Excerpts from segmentation records

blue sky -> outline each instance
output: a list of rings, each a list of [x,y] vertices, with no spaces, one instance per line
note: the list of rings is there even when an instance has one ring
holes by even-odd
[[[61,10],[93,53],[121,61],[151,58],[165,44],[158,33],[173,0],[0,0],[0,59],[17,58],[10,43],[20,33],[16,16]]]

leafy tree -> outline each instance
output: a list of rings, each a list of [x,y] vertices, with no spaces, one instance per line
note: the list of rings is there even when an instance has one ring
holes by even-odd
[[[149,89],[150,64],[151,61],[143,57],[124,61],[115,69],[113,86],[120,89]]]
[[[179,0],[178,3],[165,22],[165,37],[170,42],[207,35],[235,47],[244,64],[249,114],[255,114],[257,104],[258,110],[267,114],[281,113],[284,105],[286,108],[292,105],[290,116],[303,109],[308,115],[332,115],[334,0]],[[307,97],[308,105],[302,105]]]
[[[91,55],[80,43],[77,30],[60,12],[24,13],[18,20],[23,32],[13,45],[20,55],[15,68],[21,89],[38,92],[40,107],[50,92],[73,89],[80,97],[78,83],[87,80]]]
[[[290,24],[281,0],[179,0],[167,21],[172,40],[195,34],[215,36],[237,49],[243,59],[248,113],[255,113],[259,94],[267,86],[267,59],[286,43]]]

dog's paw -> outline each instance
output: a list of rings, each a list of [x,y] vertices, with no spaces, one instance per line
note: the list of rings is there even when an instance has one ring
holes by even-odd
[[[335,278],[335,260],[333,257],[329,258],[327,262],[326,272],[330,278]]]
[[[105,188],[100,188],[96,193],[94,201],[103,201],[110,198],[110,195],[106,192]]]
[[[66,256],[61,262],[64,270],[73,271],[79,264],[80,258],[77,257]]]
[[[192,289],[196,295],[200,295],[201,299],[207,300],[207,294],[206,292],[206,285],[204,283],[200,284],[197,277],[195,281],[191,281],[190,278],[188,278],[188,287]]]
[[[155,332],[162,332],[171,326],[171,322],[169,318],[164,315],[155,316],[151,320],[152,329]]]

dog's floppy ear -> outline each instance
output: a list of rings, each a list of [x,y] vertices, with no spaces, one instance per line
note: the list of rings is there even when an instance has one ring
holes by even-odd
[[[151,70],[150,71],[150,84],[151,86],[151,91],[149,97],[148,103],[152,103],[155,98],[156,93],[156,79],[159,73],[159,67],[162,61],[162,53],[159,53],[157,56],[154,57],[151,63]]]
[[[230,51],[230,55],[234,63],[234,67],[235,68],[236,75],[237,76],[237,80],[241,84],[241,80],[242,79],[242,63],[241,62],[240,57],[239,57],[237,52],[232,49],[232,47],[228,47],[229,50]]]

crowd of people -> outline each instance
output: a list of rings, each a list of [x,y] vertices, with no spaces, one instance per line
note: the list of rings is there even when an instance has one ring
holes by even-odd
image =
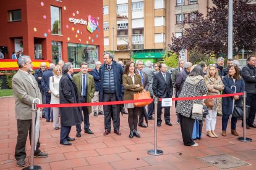
[[[256,58],[252,55],[248,58],[248,64],[242,70],[239,68],[238,61],[231,59],[228,60],[227,67],[224,68],[224,60],[220,57],[215,64],[208,66],[203,62],[193,65],[190,62],[181,60],[179,66],[171,73],[164,63],[152,63],[148,60],[144,64],[142,60],[137,60],[135,63],[129,62],[124,66],[122,63],[114,60],[112,54],[106,52],[103,54],[104,63],[96,62],[95,68],[90,73],[87,63],[81,63],[80,72],[74,73],[71,63],[59,60],[56,65],[51,63],[49,70],[46,69],[45,63],[41,63],[34,76],[31,74],[33,65],[30,57],[22,55],[17,59],[19,70],[12,79],[12,87],[18,126],[15,155],[18,166],[25,166],[24,139],[27,139],[28,132],[31,137],[30,110],[35,98],[39,98],[43,103],[78,103],[133,100],[134,94],[142,91],[148,91],[151,98],[154,96],[171,98],[173,95],[187,97],[245,91],[246,103],[250,106],[250,111],[244,124],[247,128],[256,128],[254,124],[256,112]],[[217,115],[222,116],[221,135],[226,136],[228,119],[233,114],[233,100],[235,104],[241,104],[242,96],[214,98],[213,105],[207,108],[208,115],[205,118],[202,113],[204,100],[176,102],[177,123],[181,125],[184,145],[198,145],[195,141],[202,137],[204,119],[207,136],[218,137],[215,131]],[[170,109],[170,107],[162,107],[160,101],[156,114],[154,113],[153,102],[140,107],[134,107],[134,103],[126,103],[92,107],[46,108],[42,110],[42,117],[46,118],[46,122],[53,122],[55,130],[60,129],[61,144],[71,145],[70,142],[75,140],[69,136],[72,126],[76,127],[77,137],[82,136],[82,121],[84,132],[93,134],[90,129],[91,113],[95,116],[104,115],[104,136],[111,133],[112,124],[114,132],[121,136],[120,113],[128,114],[130,130],[129,137],[133,138],[141,137],[138,126],[147,128],[144,123],[154,119],[154,114],[157,117],[158,126],[161,125],[163,112],[165,124],[173,126]],[[236,131],[237,120],[236,118],[231,118],[231,134],[235,136],[239,136]],[[47,153],[40,150],[39,142],[36,146],[35,156],[48,156]]]

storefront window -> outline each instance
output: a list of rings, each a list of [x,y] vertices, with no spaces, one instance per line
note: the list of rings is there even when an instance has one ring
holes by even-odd
[[[56,64],[61,60],[61,42],[51,42],[51,55],[53,63]]]
[[[61,34],[61,8],[51,6],[51,33]]]
[[[98,61],[98,46],[81,44],[67,44],[69,62],[75,68],[80,68],[82,62],[88,63],[88,68],[95,68],[95,62]]]

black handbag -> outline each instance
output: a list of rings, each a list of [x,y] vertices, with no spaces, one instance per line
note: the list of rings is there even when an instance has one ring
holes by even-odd
[[[245,112],[246,112],[246,119],[248,118],[250,113],[250,106],[246,105]],[[241,105],[235,105],[234,106],[234,111],[232,114],[232,117],[241,119],[243,118],[244,115],[244,106]]]
[[[206,105],[203,105],[203,117],[205,118],[206,115],[209,114],[208,108]]]

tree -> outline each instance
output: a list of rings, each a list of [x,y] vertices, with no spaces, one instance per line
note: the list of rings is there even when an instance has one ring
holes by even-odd
[[[182,49],[214,54],[220,56],[228,53],[228,0],[212,0],[215,6],[208,7],[206,17],[194,11],[184,18],[182,36],[173,34],[171,50],[178,52]],[[250,0],[234,0],[233,52],[254,50],[256,45],[256,6]],[[191,16],[196,16],[191,17]]]
[[[175,68],[178,66],[178,57],[175,52],[166,51],[163,56],[163,62],[168,67]]]

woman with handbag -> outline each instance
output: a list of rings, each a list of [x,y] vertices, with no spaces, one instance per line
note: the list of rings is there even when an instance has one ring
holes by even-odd
[[[231,65],[229,67],[228,74],[223,78],[223,84],[225,85],[223,94],[234,94],[236,92],[243,92],[245,89],[244,79],[240,76],[239,68],[237,65]],[[232,115],[234,109],[233,100],[235,100],[234,104],[239,105],[242,103],[242,95],[234,95],[234,97],[228,97],[222,98],[222,134],[223,136],[226,136],[228,118],[229,115]],[[237,118],[231,118],[231,134],[239,136],[236,131]]]
[[[186,79],[179,97],[197,97],[207,94],[207,88],[202,75],[202,67],[195,66]],[[184,145],[197,147],[198,144],[193,140],[192,136],[195,119],[203,119],[202,99],[177,101],[176,111],[180,114]]]
[[[207,75],[205,78],[205,84],[207,86],[207,95],[219,95],[220,91],[224,89],[224,84],[219,76],[215,64],[209,65]],[[206,100],[207,101],[207,100]],[[212,99],[212,106],[208,106],[208,114],[205,118],[205,127],[207,136],[210,137],[218,137],[214,130],[215,129],[217,113],[221,113],[221,99]]]
[[[142,79],[140,75],[135,73],[135,65],[133,62],[126,64],[122,75],[122,85],[125,91],[124,100],[134,100],[134,94],[143,91]],[[138,126],[138,115],[140,107],[135,107],[134,103],[125,103],[124,107],[128,110],[128,124],[130,129],[129,137],[140,137],[137,131]]]
[[[61,67],[57,65],[53,70],[53,76],[49,78],[49,89],[51,94],[51,104],[59,104],[59,80],[62,76]],[[55,130],[59,130],[61,126],[59,121],[59,108],[53,108],[53,127]]]

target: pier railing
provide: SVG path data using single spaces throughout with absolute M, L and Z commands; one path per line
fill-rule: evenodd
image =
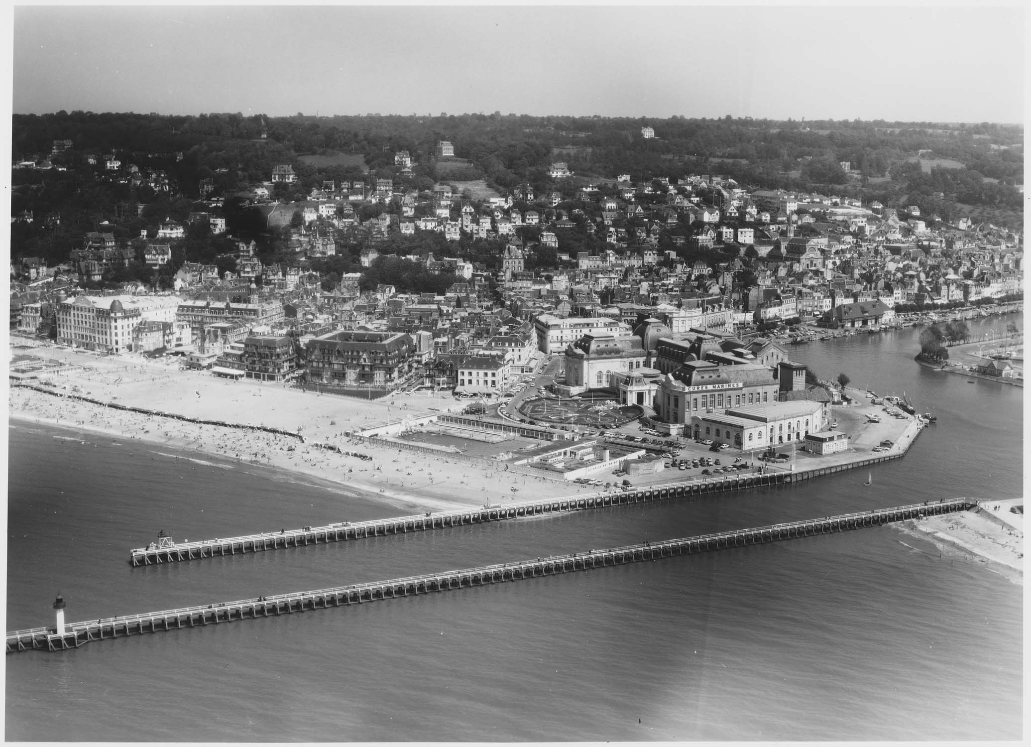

:: SHORT EXERCISE ::
Everything from the line with "target: pier railing" through the final line of the records above should be written out exactly, minus the pictures.

:: FINISHED EXERCISE ::
target: pier railing
provide: SVG path data using single spaces throughout with absolute M, L and Z commands; one path per line
fill-rule: evenodd
image =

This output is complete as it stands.